● Exercise requirements:
a – In the essay on Christian attitudes toward money, what heresy is the self-deceiving view identified with?
b – Pick up the essay on Christian attitudes toward money after its final sentence and carry it further.

>> Start Page text

I’ve been thinking a lot recently about the relevance of our ‘attitudes’ to things in Christianity. It’s fairly common, at least in my type of Christianity (evangelical, conservative, semi-Anglican), to hear people say things like ‘It’s not how much money you have that matters, but your attitude towards it’. The implication is that it’s okay to live middle-class Western lifestyles, as long as we feel that we aren’t in thrall to money.


I disagree.


What is an attitude that is not carried out in behaviour? It is hypocrisy. It is double-dealing, double-standards, self-deceiving conceit.


It is double-dealing: the Bible tells us that everything we have belongs to God; that we are to give generously and to everyone who asks; that we are to go out of our time and way, with effort and expense, to help the needy. Therefore, a failure to do so whilst yet claiming that our attitude towards money (and time, and effort, and resources) is not just a good one but a Godly and righteous one, is to do others out of the support that God wished them to have through us. It is to present ourselves – whether to ourselves or to others – as good and holy, but to then act selfishly and without consideration for others.


It is double-standards: it says that whilst God asked the rich young ruler to give his possessions away, he doesn’t actually expect me to do that. It says that the Son of Man with no place to lay his head is not meant to be our model for sacrificial living. It says that the command to give away your possessions and to give to anyone who asks isn’t really what Jesus meant when he gave those commands (I wonder what else Jesus didn’t mean?). It says that you don’t have to give generously let alone sacrificially if the ‘gift of generosity’ is not a gift that God has given you. I wonder if anyone has this vanishingly rare gift. Perhaps it’s a gift that you only get by practicing.


It is self-deceiving: it says that we can think one thing and do another, and still be righteous based on what we think. It is the gnostic heresy that says our bodies and actions don’t matter; just our brains and our thoughts. We might just as well say that as long as we believe that we truly love our spouse, it is okay to commit adultery.

>> End Page text
>> Start Extracted material

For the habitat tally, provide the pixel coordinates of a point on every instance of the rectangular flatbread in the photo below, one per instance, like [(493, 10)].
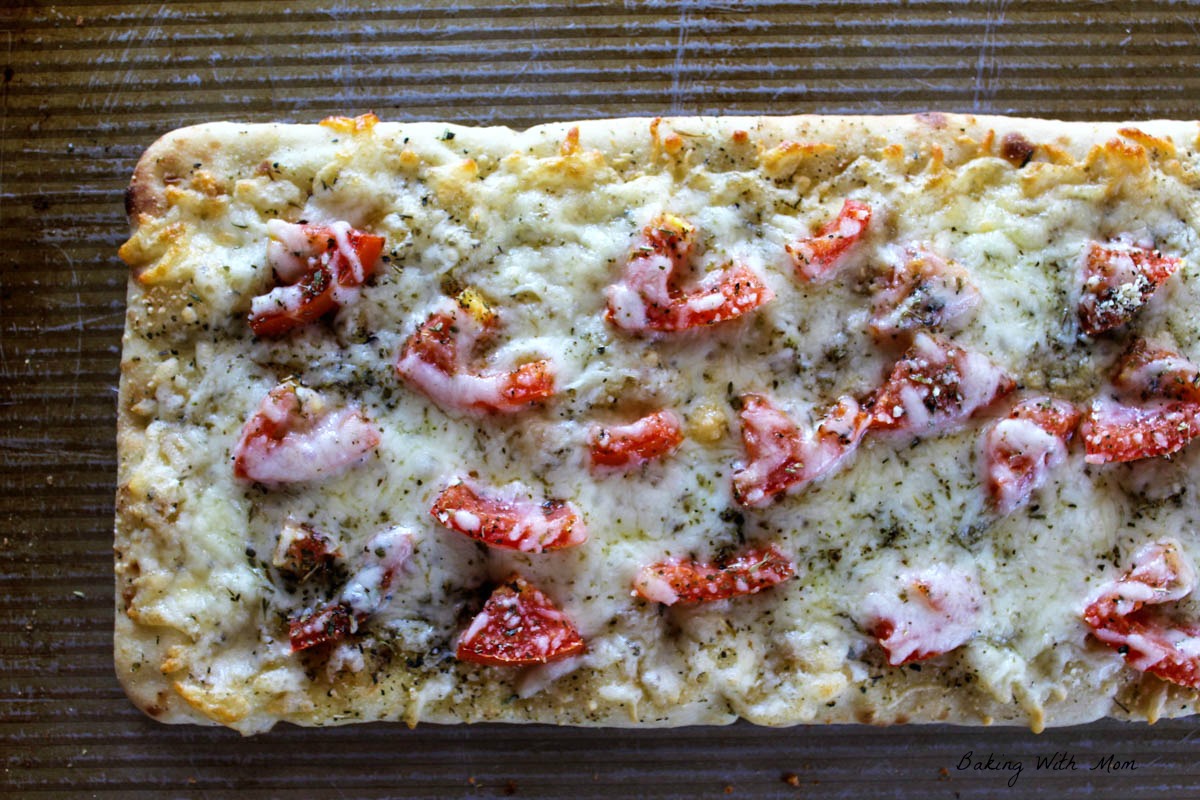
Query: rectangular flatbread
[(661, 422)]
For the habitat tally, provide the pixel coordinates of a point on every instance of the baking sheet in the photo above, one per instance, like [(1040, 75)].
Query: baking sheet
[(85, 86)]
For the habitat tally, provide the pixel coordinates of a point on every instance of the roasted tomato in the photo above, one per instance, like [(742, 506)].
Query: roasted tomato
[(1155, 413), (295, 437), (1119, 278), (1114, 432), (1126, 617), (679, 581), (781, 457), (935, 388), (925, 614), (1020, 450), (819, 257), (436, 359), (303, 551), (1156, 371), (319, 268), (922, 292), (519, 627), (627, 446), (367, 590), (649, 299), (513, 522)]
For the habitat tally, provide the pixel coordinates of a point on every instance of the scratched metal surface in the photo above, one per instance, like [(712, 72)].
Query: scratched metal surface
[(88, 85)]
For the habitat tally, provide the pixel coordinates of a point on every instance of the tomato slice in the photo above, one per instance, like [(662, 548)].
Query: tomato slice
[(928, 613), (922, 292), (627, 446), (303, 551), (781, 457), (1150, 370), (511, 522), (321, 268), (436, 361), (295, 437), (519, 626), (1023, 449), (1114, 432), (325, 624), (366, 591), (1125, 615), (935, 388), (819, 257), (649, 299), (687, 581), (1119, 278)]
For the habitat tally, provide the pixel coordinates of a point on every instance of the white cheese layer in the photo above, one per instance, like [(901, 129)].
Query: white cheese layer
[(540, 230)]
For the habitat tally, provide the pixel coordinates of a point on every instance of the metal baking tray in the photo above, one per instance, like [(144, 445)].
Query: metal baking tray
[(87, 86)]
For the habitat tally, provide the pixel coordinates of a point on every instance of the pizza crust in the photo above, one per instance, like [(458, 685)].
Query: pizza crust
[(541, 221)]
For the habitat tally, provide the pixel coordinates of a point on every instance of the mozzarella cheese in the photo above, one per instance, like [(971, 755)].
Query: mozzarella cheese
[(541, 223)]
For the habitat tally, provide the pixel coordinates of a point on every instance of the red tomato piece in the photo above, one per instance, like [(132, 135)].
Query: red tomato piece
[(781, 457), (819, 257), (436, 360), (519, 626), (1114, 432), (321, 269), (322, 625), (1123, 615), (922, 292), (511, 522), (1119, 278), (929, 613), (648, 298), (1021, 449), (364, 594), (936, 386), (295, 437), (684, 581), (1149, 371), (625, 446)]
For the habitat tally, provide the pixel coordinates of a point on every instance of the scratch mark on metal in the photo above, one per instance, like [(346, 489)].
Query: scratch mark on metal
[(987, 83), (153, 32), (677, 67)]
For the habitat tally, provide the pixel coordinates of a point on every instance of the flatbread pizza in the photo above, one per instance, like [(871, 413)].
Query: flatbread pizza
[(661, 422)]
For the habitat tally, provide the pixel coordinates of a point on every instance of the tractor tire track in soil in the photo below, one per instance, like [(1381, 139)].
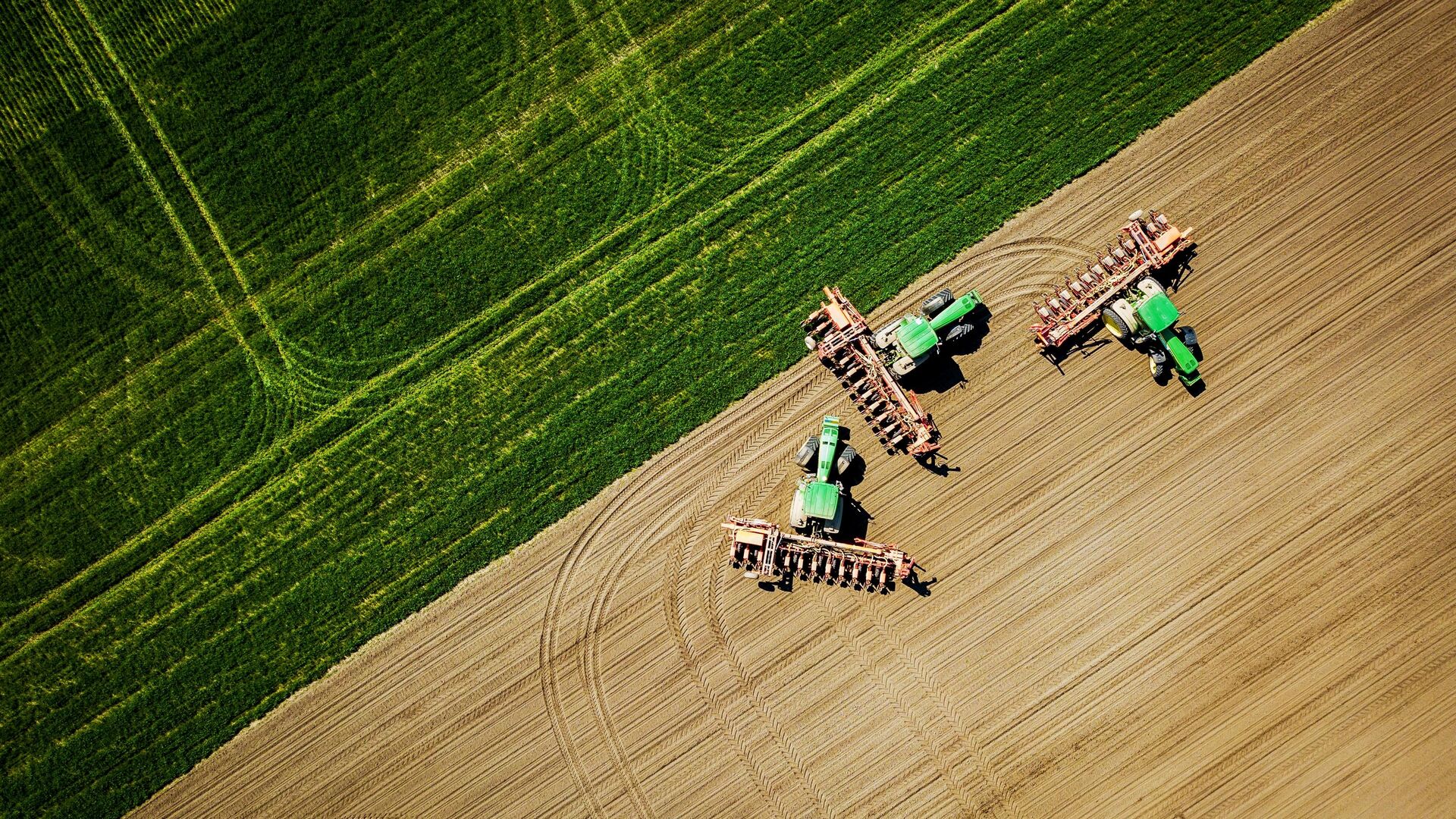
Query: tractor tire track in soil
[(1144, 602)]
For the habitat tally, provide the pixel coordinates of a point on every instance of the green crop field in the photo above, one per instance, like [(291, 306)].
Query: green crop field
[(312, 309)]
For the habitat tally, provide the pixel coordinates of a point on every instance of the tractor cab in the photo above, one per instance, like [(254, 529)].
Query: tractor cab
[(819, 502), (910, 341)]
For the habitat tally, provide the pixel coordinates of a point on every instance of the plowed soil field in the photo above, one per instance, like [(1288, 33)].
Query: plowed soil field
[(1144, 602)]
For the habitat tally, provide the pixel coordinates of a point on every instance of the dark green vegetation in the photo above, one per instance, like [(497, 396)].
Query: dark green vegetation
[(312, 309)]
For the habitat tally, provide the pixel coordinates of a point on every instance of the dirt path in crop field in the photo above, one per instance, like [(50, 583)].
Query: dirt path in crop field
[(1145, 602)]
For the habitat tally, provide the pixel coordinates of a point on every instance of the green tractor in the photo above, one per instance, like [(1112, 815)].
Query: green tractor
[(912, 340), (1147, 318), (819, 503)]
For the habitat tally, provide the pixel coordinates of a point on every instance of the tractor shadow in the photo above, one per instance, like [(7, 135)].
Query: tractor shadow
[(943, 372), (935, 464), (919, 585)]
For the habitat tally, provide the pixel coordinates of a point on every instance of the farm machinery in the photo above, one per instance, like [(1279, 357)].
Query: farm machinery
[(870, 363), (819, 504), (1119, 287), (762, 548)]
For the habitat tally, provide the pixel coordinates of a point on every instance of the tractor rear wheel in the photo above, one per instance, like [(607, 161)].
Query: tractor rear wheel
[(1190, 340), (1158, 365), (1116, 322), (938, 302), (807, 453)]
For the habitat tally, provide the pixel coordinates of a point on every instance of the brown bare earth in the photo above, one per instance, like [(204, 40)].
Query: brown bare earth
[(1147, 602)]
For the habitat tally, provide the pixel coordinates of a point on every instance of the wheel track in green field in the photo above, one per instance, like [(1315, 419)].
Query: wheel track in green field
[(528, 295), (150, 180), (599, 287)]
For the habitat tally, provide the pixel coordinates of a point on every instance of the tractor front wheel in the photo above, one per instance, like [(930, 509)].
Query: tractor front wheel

>> End Extracted material

● Answers to the exercises:
a – The gnostic heresy, which holds that our bodies and actions don't matter, only our brains and our thoughts.

b –
You might respond that it is not possible to love your spouse and commit adultery. Well, that is my point. You cannot be free of the love of money and hold onto your money. But even more worryingly, there are people – many people – who will mitigate their sin of adultery by claiming that they love their spouse really. The adultery is just about the sex. It’s not about the long-term commitment or the emotional intimacy. It’s just a way to have a break, a change, a refreshing. It’s not serious. It doesn’t mean anything.


It's still adultery, and it’s still wrong, and it’s still incompatible with love for your spouse.

And you still can’t live selfishly and yet claim to have the right attitude towards money.

It is not about your attitude. It is about your behaviour.


Think about it. This is the God who told us that it’s not just wrong to murder, but wrong to hate or despise or mock another person. This is the God who told us that it’s not just wrong to commit adultery, but wrong to lust after another person. This is the God who took real, physical actions and told us that the thoughts matter too, even if we don’t commit the action. He didn’t say that the real, physical actions stopped mattering now that the attitude matters too. He didn’t say that as long as we’re right in our heads, we can do what we like with our bodies (and other material things). He made the commands stronger, not weaker, by including what we think and feel and how we approach things.


When God added a spiritual, internal element to physical, outward laws he made them stronger, not weaker; more serious, not less; harder to keep, not easier. Why then do we try to soften God’s commands on generosity, when every other command is made harder?

Do we really expect God to have weakened the Old Testament commands about generosity? When every other OT law was made harder, why do we think this one should have been made easier? When God warns us about the deceitfulness of wealth, why do we think we don’t need to be on our guard against the very kind of thinking that says our attitudes can be right even as our actions are wrong? Why we act as though the coming of Jesus means that God’s commands on generosity are less, not more, than they were in the Old Testament? Why do we expect it to be so easy to keep God’s commands on generosity, that any hint of difficulty must mean that it’s because God didn’t really command that?


Generosity is hard. It’s hard because we so easily and so readily and so quickly bow down to money again. It’s one of God’s major critiques of the Hebrew nations and a big part of their repeated failure to follow him fully, even as they thought that they were following him. Generosity is hard because our hearts and attitudes are not just naturally selfish, but naturally self-deceiving. We are hypocrites and we don’t know it. We act selfishly, yet say that as long as our attitudes are right then we are doing no wrong. We don’t even see what our attitudes really are.


No, when it comes to money it isn’t our attitudes that matter. It’s our actions.